» Data excerpts:
====

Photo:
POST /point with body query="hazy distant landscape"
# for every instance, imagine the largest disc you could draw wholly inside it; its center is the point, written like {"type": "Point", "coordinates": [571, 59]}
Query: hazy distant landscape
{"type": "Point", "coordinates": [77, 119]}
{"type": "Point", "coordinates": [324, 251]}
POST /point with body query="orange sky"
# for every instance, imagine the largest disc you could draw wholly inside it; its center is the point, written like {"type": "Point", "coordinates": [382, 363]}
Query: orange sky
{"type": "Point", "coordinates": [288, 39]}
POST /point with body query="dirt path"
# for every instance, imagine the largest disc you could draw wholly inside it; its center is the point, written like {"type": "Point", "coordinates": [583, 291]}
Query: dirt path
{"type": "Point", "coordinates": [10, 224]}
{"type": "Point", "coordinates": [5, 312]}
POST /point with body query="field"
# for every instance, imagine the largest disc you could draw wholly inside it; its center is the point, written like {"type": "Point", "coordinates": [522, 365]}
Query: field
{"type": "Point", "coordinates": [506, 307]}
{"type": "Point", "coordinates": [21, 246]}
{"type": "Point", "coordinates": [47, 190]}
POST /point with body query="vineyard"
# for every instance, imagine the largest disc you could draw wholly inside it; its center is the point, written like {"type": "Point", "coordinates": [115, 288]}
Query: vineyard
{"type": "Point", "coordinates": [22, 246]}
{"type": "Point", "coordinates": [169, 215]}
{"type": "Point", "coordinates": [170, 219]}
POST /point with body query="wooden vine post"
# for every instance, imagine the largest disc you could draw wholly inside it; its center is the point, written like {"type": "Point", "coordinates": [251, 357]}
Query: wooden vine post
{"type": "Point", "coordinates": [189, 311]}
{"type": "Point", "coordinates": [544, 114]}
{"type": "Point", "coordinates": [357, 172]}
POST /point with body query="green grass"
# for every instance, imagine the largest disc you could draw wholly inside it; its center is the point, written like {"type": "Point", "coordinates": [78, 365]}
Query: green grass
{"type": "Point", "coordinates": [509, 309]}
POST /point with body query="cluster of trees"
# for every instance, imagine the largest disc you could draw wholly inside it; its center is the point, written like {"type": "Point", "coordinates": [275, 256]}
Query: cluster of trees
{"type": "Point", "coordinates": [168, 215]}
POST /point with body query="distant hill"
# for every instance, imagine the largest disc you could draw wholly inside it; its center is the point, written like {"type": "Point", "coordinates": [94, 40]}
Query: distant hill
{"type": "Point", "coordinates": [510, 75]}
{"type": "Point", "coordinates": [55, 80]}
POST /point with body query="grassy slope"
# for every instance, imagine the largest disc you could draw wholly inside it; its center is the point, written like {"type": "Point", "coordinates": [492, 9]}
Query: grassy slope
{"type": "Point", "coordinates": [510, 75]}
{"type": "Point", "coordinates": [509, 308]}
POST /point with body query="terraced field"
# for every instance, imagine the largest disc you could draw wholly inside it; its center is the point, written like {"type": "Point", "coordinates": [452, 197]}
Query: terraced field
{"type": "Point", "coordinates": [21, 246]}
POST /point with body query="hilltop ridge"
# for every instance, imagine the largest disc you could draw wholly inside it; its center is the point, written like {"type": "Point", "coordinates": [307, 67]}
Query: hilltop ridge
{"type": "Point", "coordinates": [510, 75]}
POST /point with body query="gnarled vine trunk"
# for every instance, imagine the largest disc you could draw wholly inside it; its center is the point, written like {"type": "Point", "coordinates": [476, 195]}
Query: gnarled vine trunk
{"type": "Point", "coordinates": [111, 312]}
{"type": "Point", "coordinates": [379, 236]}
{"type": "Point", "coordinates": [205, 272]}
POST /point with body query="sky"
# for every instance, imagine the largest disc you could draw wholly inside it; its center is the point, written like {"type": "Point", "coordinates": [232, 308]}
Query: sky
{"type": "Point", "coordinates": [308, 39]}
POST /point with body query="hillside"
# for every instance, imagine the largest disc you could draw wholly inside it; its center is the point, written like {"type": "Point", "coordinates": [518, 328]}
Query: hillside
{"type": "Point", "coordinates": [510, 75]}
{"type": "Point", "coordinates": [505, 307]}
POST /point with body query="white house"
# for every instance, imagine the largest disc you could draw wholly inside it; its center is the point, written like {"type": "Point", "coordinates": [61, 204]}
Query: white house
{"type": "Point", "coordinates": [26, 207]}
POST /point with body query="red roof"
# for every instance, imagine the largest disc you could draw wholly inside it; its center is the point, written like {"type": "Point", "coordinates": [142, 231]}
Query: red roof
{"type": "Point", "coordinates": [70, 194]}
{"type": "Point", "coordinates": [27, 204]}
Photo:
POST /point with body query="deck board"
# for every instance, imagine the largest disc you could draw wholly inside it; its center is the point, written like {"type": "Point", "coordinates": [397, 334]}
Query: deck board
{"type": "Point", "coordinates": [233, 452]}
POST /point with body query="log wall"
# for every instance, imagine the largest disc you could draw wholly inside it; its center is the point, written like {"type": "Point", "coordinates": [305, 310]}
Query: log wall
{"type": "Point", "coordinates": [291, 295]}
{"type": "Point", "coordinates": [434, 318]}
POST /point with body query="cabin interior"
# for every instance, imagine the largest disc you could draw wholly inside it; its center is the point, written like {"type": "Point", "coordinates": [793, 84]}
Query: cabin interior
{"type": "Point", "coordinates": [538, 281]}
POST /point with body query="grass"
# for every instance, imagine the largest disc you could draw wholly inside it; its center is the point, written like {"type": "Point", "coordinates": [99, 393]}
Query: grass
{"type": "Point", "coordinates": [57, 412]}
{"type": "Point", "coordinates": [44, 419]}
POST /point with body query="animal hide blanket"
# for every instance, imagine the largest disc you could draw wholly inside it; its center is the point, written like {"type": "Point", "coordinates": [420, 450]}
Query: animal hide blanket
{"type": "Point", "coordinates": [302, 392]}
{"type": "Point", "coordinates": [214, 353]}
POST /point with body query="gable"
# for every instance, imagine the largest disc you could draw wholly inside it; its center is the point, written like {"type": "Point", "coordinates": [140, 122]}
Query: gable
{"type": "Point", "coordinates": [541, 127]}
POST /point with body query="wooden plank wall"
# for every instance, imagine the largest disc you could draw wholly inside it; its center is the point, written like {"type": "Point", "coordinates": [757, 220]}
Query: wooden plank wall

====

» Directions for this task:
Please repeat the listing exactly, with nothing left out.

» Final result:
Photo:
POST /point with body query="hazy distant landscape"
# for every instance, imagine the largest disc you could draw wholly inside it; its center is the point, written like {"type": "Point", "coordinates": [571, 59]}
Query: hazy distant landscape
{"type": "Point", "coordinates": [77, 119]}
{"type": "Point", "coordinates": [324, 251]}
POST /point with body query="orange sky"
# for every instance, imagine the largest disc you could draw wholly inside it; its center is the point, written like {"type": "Point", "coordinates": [382, 363]}
Query: orange sky
{"type": "Point", "coordinates": [288, 39]}
POST /point with body query="dirt path"
# for every instance, imagine the largest disc you could draw wholly inside it; its center is the point, written like {"type": "Point", "coordinates": [583, 291]}
Query: dirt path
{"type": "Point", "coordinates": [10, 224]}
{"type": "Point", "coordinates": [5, 312]}
POST /point with body query="field"
# for every instance, imagine the largest disc you could draw wholly inside it; its center is the point, written like {"type": "Point", "coordinates": [522, 365]}
Query: field
{"type": "Point", "coordinates": [506, 307]}
{"type": "Point", "coordinates": [21, 246]}
{"type": "Point", "coordinates": [47, 190]}
POST /point with body query="vineyard"
# for every instance, imagine the largest disc you could draw wholly inside it; its center is the point, written like {"type": "Point", "coordinates": [115, 288]}
Query: vineyard
{"type": "Point", "coordinates": [22, 246]}
{"type": "Point", "coordinates": [169, 215]}
{"type": "Point", "coordinates": [170, 219]}
POST /point with body query="wooden vine post"
# for every instance, imagine the largest disc you could draw wholly inside it; its center is the point, written like {"type": "Point", "coordinates": [251, 357]}
Query: wooden vine post
{"type": "Point", "coordinates": [189, 311]}
{"type": "Point", "coordinates": [544, 114]}
{"type": "Point", "coordinates": [357, 172]}
POST /point with body query="green grass"
# for every instance, imagine the largest disc you could draw wholly inside it; its center is the point, written like {"type": "Point", "coordinates": [78, 365]}
Query: green grass
{"type": "Point", "coordinates": [509, 309]}
POST /point with body query="cluster of trees"
# for every instance, imagine the largest disc you could draw wholly inside it; its center is the point, written like {"type": "Point", "coordinates": [275, 256]}
Query: cluster of trees
{"type": "Point", "coordinates": [168, 215]}
POST /point with body query="distant hill"
# for every instance, imagine the largest disc you could draw wholly inside it; its center is the point, written like {"type": "Point", "coordinates": [94, 40]}
Query: distant hill
{"type": "Point", "coordinates": [510, 75]}
{"type": "Point", "coordinates": [55, 80]}
POST /point with body query="grassy slope"
# for every instance, imagine the largest disc you could draw wholly inside it; its center is the point, written like {"type": "Point", "coordinates": [492, 9]}
Query: grassy slope
{"type": "Point", "coordinates": [510, 75]}
{"type": "Point", "coordinates": [509, 308]}
POST /point with body query="terraced field"
# for every instance, imagine the largest disc you could draw wholly inside it; its center is the point, written like {"type": "Point", "coordinates": [452, 197]}
Query: terraced field
{"type": "Point", "coordinates": [21, 246]}
POST /point with body query="hilltop ridge"
# for every instance, imagine the largest disc you could draw wholly inside it; its center is the point, written like {"type": "Point", "coordinates": [307, 67]}
Query: hilltop ridge
{"type": "Point", "coordinates": [510, 75]}
POST /point with body query="gnarled vine trunk"
# for every instance, imagine the largest disc you could draw wholly inside it; its center is the point, written like {"type": "Point", "coordinates": [476, 195]}
Query: gnarled vine trunk
{"type": "Point", "coordinates": [111, 312]}
{"type": "Point", "coordinates": [379, 236]}
{"type": "Point", "coordinates": [205, 272]}
POST /point with body query="sky"
# for every instance, imagine the largest disc you could draw wholly inside it; its center is the point, written like {"type": "Point", "coordinates": [232, 308]}
Query: sky
{"type": "Point", "coordinates": [308, 39]}
POST /point with body query="hillside"
# for every instance, imagine the largest disc you could draw wholly inside it; its center is the point, written like {"type": "Point", "coordinates": [518, 328]}
Query: hillside
{"type": "Point", "coordinates": [510, 75]}
{"type": "Point", "coordinates": [505, 307]}
POST /point with body query="white house"
# for every instance, imagine the largest disc you could draw wholly inside it; its center is the point, written like {"type": "Point", "coordinates": [61, 204]}
Query: white house
{"type": "Point", "coordinates": [26, 207]}
POST /point with body query="red roof"
# for every instance, imagine the largest disc you could draw wholly inside it; its center is the point, written like {"type": "Point", "coordinates": [142, 231]}
Query: red roof
{"type": "Point", "coordinates": [70, 194]}
{"type": "Point", "coordinates": [27, 204]}
Photo:
POST /point with body query="deck board"
# for every instance, imagine the largest disc you could draw wholly inside it; its center is the point, written like {"type": "Point", "coordinates": [397, 334]}
Query: deck board
{"type": "Point", "coordinates": [233, 452]}
POST /point with body query="log wall"
# for every instance, imagine the largest disc you could draw wholly inside it; its center is the point, written like {"type": "Point", "coordinates": [305, 310]}
Query: log wall
{"type": "Point", "coordinates": [291, 295]}
{"type": "Point", "coordinates": [434, 318]}
POST /point with body query="cabin interior"
# for every instance, imagine the largest disc you could draw wholly inside it; its center is the point, written like {"type": "Point", "coordinates": [793, 84]}
Query: cabin interior
{"type": "Point", "coordinates": [538, 281]}
POST /point with body query="grass"
# for every instance, imagine the largest disc you could draw wholly inside it; its center is the point, written like {"type": "Point", "coordinates": [99, 393]}
Query: grass
{"type": "Point", "coordinates": [57, 412]}
{"type": "Point", "coordinates": [44, 419]}
POST /point with body query="animal hide blanket"
# for every instance, imagine the largest disc you could draw wholly inside it; its center is the point, written like {"type": "Point", "coordinates": [420, 450]}
Query: animal hide blanket
{"type": "Point", "coordinates": [302, 392]}
{"type": "Point", "coordinates": [214, 353]}
POST /point with body query="gable"
# for every instance, imagine the largest disc you could draw wholly inside it; its center is the point, written like {"type": "Point", "coordinates": [140, 122]}
Query: gable
{"type": "Point", "coordinates": [541, 127]}
POST /point with body query="wooden plank wall"
# for every instance, imagine the largest disc you could draw wholly inside it; its center is the point, written like {"type": "Point", "coordinates": [757, 220]}
Query: wooden plank wall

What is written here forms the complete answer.